Ce qui fait la différence entre un bon et un mauvais bijou

Pour paraphraser un trio d’humoristes bien connu : Bon ben le mauvais bijou, euh… y’a du métal précieux, y’a des pierres, mais c’est un mauvais bijou… Le bon bijou, ben euh… y’a du métal, y’a des pierres, mais bon, c’est un bon bijou quoi…

Plus sérieusement, j’estime qu’il y a environ ¾ (voire 85%) des bijoux du marché qui sont de qualité moindre ou inférieure. Attention, j’entends par la qu’ils sont de qualité médiocre, moyenne, mais ça ne veux pas forcément dire qu’ils sont de mauvaise qualité pour autant. (Je ne parle ici que de qualité structurelle, et non pas de qualité du travail de l’artisan ni de considérations esthétiques (mais ça à son importance et ça pourrait faire l’objet d’articles à venir…)).

Et c’est bien dommage, car la majorité des gens ne sont pas au courant qu’il existe deux méthodes de fabrication différentes, l’une qui favorise grandement la qualité structurelle du métal, tandis que l’autre va avoir tendance à donner une structure plus fragile au bijou.

Et mine de rien, c’est un point non négligeable lorsque l’on souhaite se procurer un bijou qui portera une signification forte, comme une bague de fiançailles, des alliances, une bague d’anniversaire de mariage, ou tout autre bijou hautement symbolique. Pour ce type de bijou, il me semble qu’on préfère avoir un objet durable, qui traverse le temps et les épreuves, plutôt qu’un objet qui va se casser à la moindre anicroche, ou qui va être usé en quelques années.

Ces deux méthodes différentes, c’est soit l’utilisation de métal forgé, soit l’utilisation de métal moulé.

(Si vous n'avez pas le temps de lire cet article tout de suite, je vous ait préparé une version pdf téléchargeable ici)


Forgé, laminé, plané-laminé, moulé, coulé, fondu… Qu’est ce qui est quoi ?

Un petit éclaircissement des termes est de rigueur avant de passer à la comparaison à proprement parler.

 

Un bijou est dit fabriqué en « forgé », « laminé », ou « plané-laminé » lorsque qu’il est fabriqué à partir de plaques et de fils qui ont préalablement subi de fortes contraintes physiques pour être déformés. Ces contraintes sont obtenues principalement par la forge (un marteau et une enclume), et le laminage (le passage entre deux rouleaux d’acier qui écrasent le métal pour en réduire la section). Ces trois termes sont utilisés  comme synonymes, mais vous trouverez plus souvent le terme de forgé, car ce terme est beaucoup plus parlant pour les non-spécialistes du domaine.

* _Exercice court 1_: Renvoie chaque ligne des entrées où figure le mot "dark".

Extraits de données de pointage:
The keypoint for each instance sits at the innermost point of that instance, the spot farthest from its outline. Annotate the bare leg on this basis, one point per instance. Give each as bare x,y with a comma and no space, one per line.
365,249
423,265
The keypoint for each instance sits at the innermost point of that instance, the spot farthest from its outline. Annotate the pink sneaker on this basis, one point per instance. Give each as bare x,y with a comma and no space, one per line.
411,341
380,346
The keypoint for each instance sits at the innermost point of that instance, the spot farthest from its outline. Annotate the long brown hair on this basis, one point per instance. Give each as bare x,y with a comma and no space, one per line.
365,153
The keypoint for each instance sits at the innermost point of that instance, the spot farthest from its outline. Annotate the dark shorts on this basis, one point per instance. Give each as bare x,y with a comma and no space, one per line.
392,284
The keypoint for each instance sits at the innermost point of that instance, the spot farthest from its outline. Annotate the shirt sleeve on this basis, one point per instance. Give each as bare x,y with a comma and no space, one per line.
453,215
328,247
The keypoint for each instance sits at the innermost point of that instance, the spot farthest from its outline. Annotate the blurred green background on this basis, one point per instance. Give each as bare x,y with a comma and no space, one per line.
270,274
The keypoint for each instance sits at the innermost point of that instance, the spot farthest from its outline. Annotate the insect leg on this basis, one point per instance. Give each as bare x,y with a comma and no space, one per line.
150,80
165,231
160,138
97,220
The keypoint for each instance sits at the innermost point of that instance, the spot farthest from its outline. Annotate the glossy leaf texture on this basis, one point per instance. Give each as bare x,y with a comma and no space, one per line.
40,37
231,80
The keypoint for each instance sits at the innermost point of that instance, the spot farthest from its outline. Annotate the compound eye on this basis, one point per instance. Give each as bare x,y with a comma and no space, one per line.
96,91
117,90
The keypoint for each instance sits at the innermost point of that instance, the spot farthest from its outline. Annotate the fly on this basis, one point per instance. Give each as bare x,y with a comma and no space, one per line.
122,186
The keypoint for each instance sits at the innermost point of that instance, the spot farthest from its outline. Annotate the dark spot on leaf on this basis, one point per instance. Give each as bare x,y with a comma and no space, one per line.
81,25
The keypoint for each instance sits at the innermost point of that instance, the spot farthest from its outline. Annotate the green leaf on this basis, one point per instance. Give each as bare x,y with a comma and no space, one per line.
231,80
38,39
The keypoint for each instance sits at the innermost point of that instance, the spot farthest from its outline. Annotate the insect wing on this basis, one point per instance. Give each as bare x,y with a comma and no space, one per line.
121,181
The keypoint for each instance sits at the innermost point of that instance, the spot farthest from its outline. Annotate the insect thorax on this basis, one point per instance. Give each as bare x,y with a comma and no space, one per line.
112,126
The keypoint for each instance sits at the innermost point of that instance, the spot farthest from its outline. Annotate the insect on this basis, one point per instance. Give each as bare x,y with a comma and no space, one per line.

* _Exercice court 2_: Recopie le texte sur les bijoux de "(Si vous n'avez" à "qui est quoi ?" en remplaçant "pdf" par "imprimable".

* _Réponse complète 1_:
The keypoint for each instance sits at the innermost point of that instance, the spot farthest from its outline. Annotate the dark shorts on this basis, one point per instance. Give each as bare x,y with a comma and no space, one per line.
The keypoint for each instance sits at the innermost point of that instance, the spot farthest from its outline. Annotate the dark spot on leaf on this basis, one point per instance. Give each as bare x,y with a comma and no space, one per line.

* _Réponse complète 2_:
(Si vous n'avez pas le temps de lire cet article tout de suite, je vous ait préparé une version imprimable téléchargeable ici)


Forgé, laminé, plané-laminé, moulé, coulé, fondu… Qu’est ce qui est quoi ?